* **Goal of the exercise**: Repeat the entries exactly as they stand.
[[ Source data open ]]
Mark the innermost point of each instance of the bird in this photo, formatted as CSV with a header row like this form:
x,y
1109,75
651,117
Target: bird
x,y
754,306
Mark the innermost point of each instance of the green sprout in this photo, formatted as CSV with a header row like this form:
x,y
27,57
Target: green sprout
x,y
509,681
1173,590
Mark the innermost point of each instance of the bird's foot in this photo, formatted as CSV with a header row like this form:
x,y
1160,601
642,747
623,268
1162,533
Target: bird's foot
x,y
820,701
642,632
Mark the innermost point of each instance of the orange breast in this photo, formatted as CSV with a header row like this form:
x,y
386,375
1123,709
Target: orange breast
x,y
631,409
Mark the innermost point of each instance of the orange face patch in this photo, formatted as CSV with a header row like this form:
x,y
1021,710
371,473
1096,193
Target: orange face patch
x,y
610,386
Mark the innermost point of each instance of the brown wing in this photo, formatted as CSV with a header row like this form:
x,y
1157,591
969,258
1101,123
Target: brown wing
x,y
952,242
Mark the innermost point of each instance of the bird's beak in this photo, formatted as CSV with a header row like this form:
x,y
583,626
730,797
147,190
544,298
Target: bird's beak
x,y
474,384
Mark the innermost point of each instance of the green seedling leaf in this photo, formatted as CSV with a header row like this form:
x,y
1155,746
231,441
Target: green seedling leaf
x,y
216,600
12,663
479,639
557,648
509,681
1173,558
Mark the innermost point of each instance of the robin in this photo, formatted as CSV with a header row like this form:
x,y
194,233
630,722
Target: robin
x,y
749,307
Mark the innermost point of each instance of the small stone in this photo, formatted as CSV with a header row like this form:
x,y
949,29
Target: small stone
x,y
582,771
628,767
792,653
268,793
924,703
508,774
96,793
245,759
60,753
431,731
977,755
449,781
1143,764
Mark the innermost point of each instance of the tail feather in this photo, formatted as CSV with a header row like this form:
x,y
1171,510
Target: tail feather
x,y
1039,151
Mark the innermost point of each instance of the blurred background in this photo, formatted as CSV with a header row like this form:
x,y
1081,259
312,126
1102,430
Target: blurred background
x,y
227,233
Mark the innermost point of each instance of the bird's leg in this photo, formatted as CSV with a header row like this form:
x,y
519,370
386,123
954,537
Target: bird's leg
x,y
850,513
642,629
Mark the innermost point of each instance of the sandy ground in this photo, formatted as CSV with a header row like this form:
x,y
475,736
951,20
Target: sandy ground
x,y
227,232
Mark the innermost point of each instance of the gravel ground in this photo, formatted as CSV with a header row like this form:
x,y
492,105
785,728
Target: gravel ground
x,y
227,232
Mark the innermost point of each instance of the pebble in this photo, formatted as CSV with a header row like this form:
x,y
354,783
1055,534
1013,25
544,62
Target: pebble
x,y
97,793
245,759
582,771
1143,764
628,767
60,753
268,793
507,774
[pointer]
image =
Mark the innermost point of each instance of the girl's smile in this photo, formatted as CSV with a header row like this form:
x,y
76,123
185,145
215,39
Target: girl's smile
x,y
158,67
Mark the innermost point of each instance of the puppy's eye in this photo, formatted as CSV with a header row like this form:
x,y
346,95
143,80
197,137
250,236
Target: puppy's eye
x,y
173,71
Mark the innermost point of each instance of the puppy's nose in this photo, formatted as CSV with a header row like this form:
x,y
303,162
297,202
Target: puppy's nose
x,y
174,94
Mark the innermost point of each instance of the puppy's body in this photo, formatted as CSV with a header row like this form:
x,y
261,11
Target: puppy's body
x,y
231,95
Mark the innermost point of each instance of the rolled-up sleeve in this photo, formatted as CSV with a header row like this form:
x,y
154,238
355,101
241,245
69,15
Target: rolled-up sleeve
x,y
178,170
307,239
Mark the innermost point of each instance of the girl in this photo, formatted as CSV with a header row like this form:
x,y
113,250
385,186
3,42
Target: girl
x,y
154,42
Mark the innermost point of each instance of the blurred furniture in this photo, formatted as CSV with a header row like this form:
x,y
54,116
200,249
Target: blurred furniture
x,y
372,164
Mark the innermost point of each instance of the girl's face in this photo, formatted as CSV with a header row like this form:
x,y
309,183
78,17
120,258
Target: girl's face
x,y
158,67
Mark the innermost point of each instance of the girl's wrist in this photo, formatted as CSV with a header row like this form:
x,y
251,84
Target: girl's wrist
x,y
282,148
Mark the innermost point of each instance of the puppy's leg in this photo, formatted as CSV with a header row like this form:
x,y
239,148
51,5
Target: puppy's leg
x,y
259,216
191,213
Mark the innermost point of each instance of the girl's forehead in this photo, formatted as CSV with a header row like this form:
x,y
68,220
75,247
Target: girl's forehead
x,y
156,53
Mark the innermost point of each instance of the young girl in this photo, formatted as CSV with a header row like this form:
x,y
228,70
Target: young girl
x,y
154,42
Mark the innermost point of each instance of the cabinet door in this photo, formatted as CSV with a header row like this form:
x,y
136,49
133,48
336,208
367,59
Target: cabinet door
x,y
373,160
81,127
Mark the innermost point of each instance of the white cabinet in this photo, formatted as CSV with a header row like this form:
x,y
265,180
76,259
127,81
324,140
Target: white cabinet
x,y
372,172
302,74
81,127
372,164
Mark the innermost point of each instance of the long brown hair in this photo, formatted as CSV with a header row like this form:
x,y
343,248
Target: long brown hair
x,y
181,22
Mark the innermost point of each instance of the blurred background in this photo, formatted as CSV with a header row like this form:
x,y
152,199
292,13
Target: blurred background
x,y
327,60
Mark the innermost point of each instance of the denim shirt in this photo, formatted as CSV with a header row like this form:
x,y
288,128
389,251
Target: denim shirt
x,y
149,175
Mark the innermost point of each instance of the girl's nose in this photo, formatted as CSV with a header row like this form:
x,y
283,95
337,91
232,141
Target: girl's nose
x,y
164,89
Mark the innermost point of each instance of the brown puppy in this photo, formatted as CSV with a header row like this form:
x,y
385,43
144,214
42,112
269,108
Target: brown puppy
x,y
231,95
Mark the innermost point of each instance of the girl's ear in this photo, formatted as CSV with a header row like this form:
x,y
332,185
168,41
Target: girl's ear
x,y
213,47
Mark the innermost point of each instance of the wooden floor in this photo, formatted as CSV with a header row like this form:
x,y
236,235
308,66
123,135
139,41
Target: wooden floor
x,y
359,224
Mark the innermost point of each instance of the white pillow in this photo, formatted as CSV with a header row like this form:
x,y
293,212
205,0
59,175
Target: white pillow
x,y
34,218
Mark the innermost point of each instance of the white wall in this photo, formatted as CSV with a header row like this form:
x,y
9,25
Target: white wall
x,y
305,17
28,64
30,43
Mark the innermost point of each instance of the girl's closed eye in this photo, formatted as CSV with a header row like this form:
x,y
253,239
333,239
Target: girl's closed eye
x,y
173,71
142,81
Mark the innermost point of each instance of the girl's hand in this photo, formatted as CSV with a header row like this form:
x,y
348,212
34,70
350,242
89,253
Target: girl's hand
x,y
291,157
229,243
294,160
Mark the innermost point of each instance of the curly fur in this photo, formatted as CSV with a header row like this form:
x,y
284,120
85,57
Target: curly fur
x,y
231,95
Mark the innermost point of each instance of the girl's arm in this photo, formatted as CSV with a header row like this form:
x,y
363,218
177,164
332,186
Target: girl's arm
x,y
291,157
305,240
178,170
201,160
[[ Source data closed ]]
* **Exercise output**:
Mark the innermost point of each instance of the bird in this photo, formatted as CSV with a header row like this form:
x,y
1109,75
651,117
Target: bird
x,y
754,306
Mark the innermost point of each instance of the green sprout in this photo, formatted as CSV with a header row like this form:
x,y
27,57
Target: green sprout
x,y
509,681
1173,590
Mark the innermost point of each instance of the bird's foot in this photo, formatted as CSV with a header row like this form:
x,y
1160,601
642,747
623,268
1162,533
Target: bird's foot
x,y
820,701
642,632
Mark the innermost point of each instance of the orange breast in this photo, formatted as CSV with a header row like this form:
x,y
386,375
1123,709
Target: orange breast
x,y
631,409
Mark the innermost point of each instance of the orange face patch in this photo, formatted as CSV with a header row like this form:
x,y
1021,710
371,473
1096,193
Target: orange face patch
x,y
610,386
Mark the innermost point of each instance of the brown wing in this photo, formatted as CSV with a header row like this form:
x,y
1157,591
969,258
1101,123
Target: brown wing
x,y
952,242
Mark the innermost point of each instance of the bird's beak in this photo, formatted as CSV with a header row like this form:
x,y
583,626
730,797
147,190
544,298
Target: bird's beak
x,y
474,384
Mark the innermost point of each instance of the green seedling leaf in this photo, formatted as CSV with a header row like this form:
x,y
1155,746
231,441
Target: green seedling leaf
x,y
216,600
12,663
479,639
557,648
509,681
1173,558
Mark the innermost point of each instance of the robin in this photo, formatted as CSV with a header row like this form:
x,y
194,233
630,722
Target: robin
x,y
749,307
Mark the innermost point of each instance of the small stone in this photo, formatted as CSV with a header row like this form:
x,y
949,29
Target: small stone
x,y
582,771
628,767
792,653
268,793
924,703
508,774
96,793
245,759
60,753
431,731
977,755
449,781
1143,764
Mark the innermost point of each instance of the tail feather in this photo, formatted as CSV with a header row like this form:
x,y
1171,510
Target: tail feather
x,y
1039,151
Mark the innermost point of each instance of the blurred background in this photo, formatted as CSV with a header row like this form:
x,y
1081,259
312,126
1102,430
Target: blurred background
x,y
227,233
Mark the innermost point of each instance of the bird's leg in this photo, formatted as CSV with a header row like this form:
x,y
519,370
386,123
954,537
Target: bird's leg
x,y
850,513
642,629
Mark the innermost point of each instance of the sandy ground in this photo, formatted as CSV with a header row like this form:
x,y
475,736
951,20
Target: sandy ground
x,y
227,232
Mark the innermost point of each instance of the gravel ground in this photo, formatted as CSV with a header row like this form:
x,y
492,105
785,728
Target: gravel ground
x,y
227,232
Mark the innermost point of each instance of the pebble in this photo, formatted as CSV with a header row like this form:
x,y
354,783
1055,534
1013,25
544,62
Target: pebble
x,y
97,793
245,759
582,771
1143,764
628,767
60,753
268,793
507,774
[pointer]
image =
Mark the innermost point of each instance of the girl's smile in this photo, formatted as CSV with a header row like this form:
x,y
76,123
185,145
215,39
Target: girl's smile
x,y
158,67
Mark the innermost point of each instance of the puppy's eye in this photo, formatted as CSV with a header row like this form:
x,y
346,95
143,80
197,137
250,236
Target: puppy's eye
x,y
173,71
Mark the innermost point of each instance of the puppy's nose in this photo, formatted as CSV with a header row like this form:
x,y
303,162
297,202
Target: puppy's nose
x,y
174,94
Mark the innermost point of each instance of the puppy's body in this photo, formatted as CSV with a header row like this form:
x,y
261,11
Target: puppy's body
x,y
231,95
Mark the innermost point of each instance of the rolled-up sleeve in this photo, formatted as CSV with a header row like this form:
x,y
154,238
355,101
241,245
69,15
Target: rolled-up sleeve
x,y
178,170
307,239
Mark the innermost point of each instance of the girl in this photo, formatted as CSV with a header row like this form:
x,y
113,250
385,186
3,42
Target: girl
x,y
154,42
Mark the innermost point of each instance of the blurred furniture in this photo, formatted as CSV with a header row like this form:
x,y
54,116
200,249
Target: blurred furniture
x,y
372,164
Mark the innermost point of each instance of the girl's face in this photo, formatted as CSV with a header row like this form:
x,y
309,183
78,17
120,258
Target: girl's face
x,y
158,67
Mark the innermost point of each instance of the girl's wrist in this photo, formatted as CSV with a header row like this form:
x,y
251,84
Target: girl's wrist
x,y
282,148
Mark the innermost point of each instance of the puppy's leg in this photo, formatted as CSV with a header row like this form:
x,y
239,148
51,5
Target: puppy's leg
x,y
259,216
191,213
Mark the innermost point of each instance of the girl's forehead in this photo, formatted as CSV with a header row like this form:
x,y
68,220
75,247
Target: girl's forehead
x,y
156,53
Mark the innermost point of each instance of the young girl in this photo, formatted as CSV with a header row like this form:
x,y
228,70
Target: young girl
x,y
154,42
Mark the innermost point of each instance of the cabinet door in this photo, formatted as CSV with a header row like this form:
x,y
136,49
133,48
336,208
367,59
Target: cabinet door
x,y
373,160
81,127
Mark the innermost point of each instance of the white cabinet in this photo, formatted as CSV with a header row like this form:
x,y
265,180
76,259
127,81
324,140
Target: white cabinet
x,y
372,172
302,74
81,127
372,164
Mark the innermost point of each instance of the long brown hair in this photo, formatted as CSV with a header row like this form:
x,y
343,248
Target: long brown hair
x,y
181,22
Mark the innermost point of each instance of the blurred background in this photo, formatted as CSV with a header row like this form:
x,y
152,199
292,13
Target: blurred background
x,y
327,60
Mark the innermost point of each instance of the denim shirt in this photo, formatted as CSV with a header row like this form:
x,y
288,128
389,251
Target: denim shirt
x,y
149,175
Mark the innermost point of each instance of the girl's nose in this photo, formatted as CSV with a header row like this form:
x,y
283,95
337,91
232,141
Target: girl's nose
x,y
164,89
Mark the innermost point of each instance of the brown puppy in this photo, formatted as CSV with a header row like this form:
x,y
385,43
144,214
42,112
269,108
Target: brown puppy
x,y
231,95
Mark the innermost point of each instance of the girl's ear in this photo, formatted as CSV with a header row like this form:
x,y
332,185
168,41
Target: girl's ear
x,y
213,47
Mark the innermost point of each instance of the wooden floor in this photo, formatted as CSV with a header row like this form:
x,y
236,235
308,66
123,135
139,41
Target: wooden floor
x,y
359,224
Mark the innermost point of each instance of the white pillow in this photo, formatted as CSV with a header row like this form:
x,y
293,212
205,0
59,175
Target: white pillow
x,y
34,218
Mark the innermost point of each instance of the white wall in this photo, formatted as CSV with a header row like this form:
x,y
9,25
Target: white wall
x,y
305,17
28,64
30,43
Mark the innermost point of each instance of the girl's closed eye in this photo, formatted as CSV with a header row like this form:
x,y
253,239
333,239
Target: girl's closed eye
x,y
173,71
142,81
Mark the innermost point of each instance of the girl's hand in this photo, formatted as CSV with a header row like this form:
x,y
348,212
34,70
350,242
89,253
Target: girl's hand
x,y
291,157
229,243
294,160
Mark the innermost point of each instance of the curly fur in this photo, formatted as CSV with a header row like this form:
x,y
284,120
85,57
Target: curly fur
x,y
231,95
Mark the innermost point of each instance of the girl's arm in this photo, formatted as CSV with a header row like this form:
x,y
363,218
177,164
332,186
Target: girl's arm
x,y
291,157
305,240
178,170
201,160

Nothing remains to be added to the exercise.